In the Star Alliance history below, swap "logo" for "emblem" and write out the passage that begins at the words "The alliance has" and ends after "million (€18 million).".

● **Extract provided**:
──────────

The alliance has a two-tier rewards programme, Silver and Gold, with incentives including priority boarding and upgrades. Like other airline alliances, Star Alliance airlines share airport terminals (known as co-locations), and many member aircraft are painted in the alliance's livery.

== History ==

=== 1997–1999: Founding and early years ===
The Star Alliance was announced on 14 May 1997 by five airlines from three continents: Air Canada, Lufthansa, Scandinavian Airlines, Thai Airways International and United Airlines. The group adopted a shared star-shaped logo, with each point representing a founding member. Its first slogan was "The Airline Network for Earth," and it aimed to connect passengers to major cities worldwide. Advertising efforts were managed by Young & Rubicam, with a budget of $25 million (€18 million).

VARIG, a now-defunct Brazilian airline, joined the alliance on 22 October 1997, marking its expansion into South America. Ansett Australia and Air New Zealand also joined, extending the network into Australia and the Pacific. With these additions, the alliance served 720 destinations in 110 countries and operated a combined fleet of 1,650 aircraft. All Nippon Airways became the second Asian airline to join on 15 October 1999.

=== 2000s: Expansion and first decade ===
During the early 2000s, a number of airlines joined Star Alliance; the Austrian Airlines Group (Austrian Airlines, Tyrolean Airways and Lauda Air) joined on 26 March 2000 and Singapore Airlines on 1 April. BMI and Mexicana joined on 1 July, bringing the alliance's membership to 13. With Singapore Airlines' entry into the alliance, Thai Airways considered moving to Oneworld, but eventually decided to remain. The addition of BMI made London Heathrow the only European hub with two alliances. During the year, Emirates considered joining Star Alliance, but decided against it. That year the now-defunct BWIA West Indies Airways, which had entered an alliance with United Airlines, considered becoming a member but did not. In 2000, the alliance also opened its first three business centres (in Los Angeles, Frankfurt and Bangkok) and announced the formation of an Alliance Management Team (AMT), the partnership's executive body. In September 2001, Ansett Australia (the alliance's only Australian member) left Star Alliance due to bankruptcy, giving most of the Australian market to Qantas (a Oneworld member). That year, Star Alliance announced the appointment of a new CEO, Jaan Albrecht.

──────────

● **Information supplied**:
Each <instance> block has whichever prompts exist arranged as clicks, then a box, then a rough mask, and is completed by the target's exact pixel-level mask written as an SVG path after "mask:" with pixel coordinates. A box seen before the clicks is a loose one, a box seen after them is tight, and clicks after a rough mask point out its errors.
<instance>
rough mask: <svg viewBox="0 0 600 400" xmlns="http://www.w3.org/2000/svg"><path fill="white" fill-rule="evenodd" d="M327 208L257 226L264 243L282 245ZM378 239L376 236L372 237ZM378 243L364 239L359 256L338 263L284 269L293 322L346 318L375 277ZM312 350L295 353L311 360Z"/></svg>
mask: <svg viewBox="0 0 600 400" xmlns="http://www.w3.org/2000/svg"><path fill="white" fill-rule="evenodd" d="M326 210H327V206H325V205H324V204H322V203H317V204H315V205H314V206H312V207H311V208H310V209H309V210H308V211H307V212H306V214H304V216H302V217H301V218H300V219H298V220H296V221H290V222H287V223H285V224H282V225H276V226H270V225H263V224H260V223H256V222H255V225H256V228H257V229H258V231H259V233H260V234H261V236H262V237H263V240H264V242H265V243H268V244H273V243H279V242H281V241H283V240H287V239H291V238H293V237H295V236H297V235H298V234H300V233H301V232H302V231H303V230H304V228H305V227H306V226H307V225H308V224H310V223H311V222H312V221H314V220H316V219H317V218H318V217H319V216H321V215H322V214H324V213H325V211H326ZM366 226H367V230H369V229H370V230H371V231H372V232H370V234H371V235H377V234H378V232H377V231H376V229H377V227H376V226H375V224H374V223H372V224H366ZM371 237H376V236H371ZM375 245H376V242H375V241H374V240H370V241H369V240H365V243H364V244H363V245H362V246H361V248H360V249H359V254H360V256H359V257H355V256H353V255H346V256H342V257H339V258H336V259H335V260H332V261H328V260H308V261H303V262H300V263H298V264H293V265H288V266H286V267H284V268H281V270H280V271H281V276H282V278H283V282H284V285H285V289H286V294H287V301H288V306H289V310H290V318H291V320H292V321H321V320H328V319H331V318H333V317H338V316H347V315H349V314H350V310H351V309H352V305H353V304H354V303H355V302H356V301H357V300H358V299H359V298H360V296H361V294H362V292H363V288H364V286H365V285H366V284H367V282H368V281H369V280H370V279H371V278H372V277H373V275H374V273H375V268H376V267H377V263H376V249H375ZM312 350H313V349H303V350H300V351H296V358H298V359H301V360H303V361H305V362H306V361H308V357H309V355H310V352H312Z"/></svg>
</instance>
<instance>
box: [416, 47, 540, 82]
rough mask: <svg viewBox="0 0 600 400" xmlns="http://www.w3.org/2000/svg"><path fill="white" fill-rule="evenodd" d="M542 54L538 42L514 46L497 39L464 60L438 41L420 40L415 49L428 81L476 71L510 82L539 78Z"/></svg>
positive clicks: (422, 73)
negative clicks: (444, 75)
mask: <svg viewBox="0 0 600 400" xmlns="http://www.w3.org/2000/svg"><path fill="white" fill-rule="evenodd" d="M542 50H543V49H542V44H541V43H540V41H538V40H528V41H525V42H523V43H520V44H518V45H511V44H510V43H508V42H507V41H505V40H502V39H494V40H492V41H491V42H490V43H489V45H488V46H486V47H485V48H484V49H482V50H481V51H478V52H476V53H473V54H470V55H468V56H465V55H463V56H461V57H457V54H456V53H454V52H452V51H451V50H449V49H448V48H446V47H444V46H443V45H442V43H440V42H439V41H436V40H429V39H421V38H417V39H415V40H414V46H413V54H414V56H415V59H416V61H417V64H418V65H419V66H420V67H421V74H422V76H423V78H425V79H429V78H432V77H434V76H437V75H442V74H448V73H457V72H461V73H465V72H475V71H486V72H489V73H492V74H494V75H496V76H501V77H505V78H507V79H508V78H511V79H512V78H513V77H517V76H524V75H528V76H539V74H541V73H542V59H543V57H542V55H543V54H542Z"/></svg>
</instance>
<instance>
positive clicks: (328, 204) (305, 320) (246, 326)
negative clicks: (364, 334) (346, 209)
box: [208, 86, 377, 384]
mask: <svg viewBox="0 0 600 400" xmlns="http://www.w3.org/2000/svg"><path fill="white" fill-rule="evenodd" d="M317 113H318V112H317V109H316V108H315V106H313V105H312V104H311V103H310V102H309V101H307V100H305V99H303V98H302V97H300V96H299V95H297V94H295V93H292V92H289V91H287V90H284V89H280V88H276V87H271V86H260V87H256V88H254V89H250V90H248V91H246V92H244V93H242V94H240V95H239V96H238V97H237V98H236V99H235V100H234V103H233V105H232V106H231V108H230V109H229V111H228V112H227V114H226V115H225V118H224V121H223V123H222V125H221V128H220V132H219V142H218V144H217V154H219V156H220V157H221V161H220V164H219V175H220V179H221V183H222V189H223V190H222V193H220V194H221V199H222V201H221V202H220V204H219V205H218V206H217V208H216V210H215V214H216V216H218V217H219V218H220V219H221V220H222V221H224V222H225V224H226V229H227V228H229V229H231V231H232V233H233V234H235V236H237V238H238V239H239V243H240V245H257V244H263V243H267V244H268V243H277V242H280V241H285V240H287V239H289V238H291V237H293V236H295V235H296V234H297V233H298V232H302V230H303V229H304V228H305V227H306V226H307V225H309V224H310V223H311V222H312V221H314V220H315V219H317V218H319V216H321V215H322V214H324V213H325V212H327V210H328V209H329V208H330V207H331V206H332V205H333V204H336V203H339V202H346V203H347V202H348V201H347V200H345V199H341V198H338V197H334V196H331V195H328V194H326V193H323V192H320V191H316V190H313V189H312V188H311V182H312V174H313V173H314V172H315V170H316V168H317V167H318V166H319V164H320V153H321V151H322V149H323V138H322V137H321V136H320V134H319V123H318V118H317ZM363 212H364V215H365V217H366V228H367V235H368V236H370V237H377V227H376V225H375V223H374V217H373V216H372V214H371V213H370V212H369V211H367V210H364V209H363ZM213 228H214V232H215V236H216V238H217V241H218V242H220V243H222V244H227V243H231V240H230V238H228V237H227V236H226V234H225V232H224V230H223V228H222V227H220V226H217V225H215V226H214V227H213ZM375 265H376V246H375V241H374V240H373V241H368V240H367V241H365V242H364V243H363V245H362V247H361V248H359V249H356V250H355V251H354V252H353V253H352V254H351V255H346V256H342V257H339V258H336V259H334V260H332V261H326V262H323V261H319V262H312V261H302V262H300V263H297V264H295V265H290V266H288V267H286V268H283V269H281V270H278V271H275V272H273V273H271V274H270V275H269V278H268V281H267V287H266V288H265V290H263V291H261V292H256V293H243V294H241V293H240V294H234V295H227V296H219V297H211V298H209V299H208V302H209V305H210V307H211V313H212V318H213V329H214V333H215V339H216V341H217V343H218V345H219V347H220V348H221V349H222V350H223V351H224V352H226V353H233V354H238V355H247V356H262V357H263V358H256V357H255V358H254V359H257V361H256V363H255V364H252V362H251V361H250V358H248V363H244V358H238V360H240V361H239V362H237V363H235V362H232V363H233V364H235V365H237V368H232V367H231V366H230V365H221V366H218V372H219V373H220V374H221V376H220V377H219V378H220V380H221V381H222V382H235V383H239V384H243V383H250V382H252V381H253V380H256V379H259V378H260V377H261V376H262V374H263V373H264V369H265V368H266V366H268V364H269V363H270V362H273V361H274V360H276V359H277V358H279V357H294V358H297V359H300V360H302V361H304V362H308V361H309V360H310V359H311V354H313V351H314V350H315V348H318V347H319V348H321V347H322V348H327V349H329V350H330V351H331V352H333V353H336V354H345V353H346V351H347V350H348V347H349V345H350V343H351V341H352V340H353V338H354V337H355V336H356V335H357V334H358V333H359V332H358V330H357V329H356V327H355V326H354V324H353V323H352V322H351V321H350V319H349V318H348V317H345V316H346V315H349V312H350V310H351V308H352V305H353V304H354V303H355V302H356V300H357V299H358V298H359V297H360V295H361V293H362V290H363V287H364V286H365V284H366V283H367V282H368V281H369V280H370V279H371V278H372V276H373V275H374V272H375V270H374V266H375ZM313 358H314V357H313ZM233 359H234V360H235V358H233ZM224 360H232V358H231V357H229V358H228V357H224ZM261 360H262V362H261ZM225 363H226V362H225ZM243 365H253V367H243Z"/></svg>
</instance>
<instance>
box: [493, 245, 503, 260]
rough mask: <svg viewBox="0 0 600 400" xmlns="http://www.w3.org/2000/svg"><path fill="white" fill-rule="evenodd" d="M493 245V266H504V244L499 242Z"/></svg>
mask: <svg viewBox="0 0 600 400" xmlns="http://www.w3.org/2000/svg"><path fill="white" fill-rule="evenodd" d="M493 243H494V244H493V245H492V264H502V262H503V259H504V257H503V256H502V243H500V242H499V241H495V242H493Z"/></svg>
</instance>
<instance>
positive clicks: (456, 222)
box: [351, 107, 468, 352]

──────────

● **Reply to the exercise**:
The alliance has a two-tier rewards programme, Silver and Gold, with incentives including priority boarding and upgrades. Like other airline alliances, Star Alliance airlines share airport terminals (known as co-locations), and many member aircraft are painted in the alliance's livery.

== History ==

=== 1997–1999: Founding and early years ===
The Star Alliance was announced on 14 May 1997 by five airlines from three continents: Air Canada, Lufthansa, Scandinavian Airlines, Thai Airways International and United Airlines. The group adopted a shared star-shaped emblem, with each point representing a founding member. Its first slogan was "The Airline Network for Earth," and it aimed to connect passengers to major cities worldwide. Advertising efforts were managed by Young & Rubicam, with a budget of $25 million (€18 million).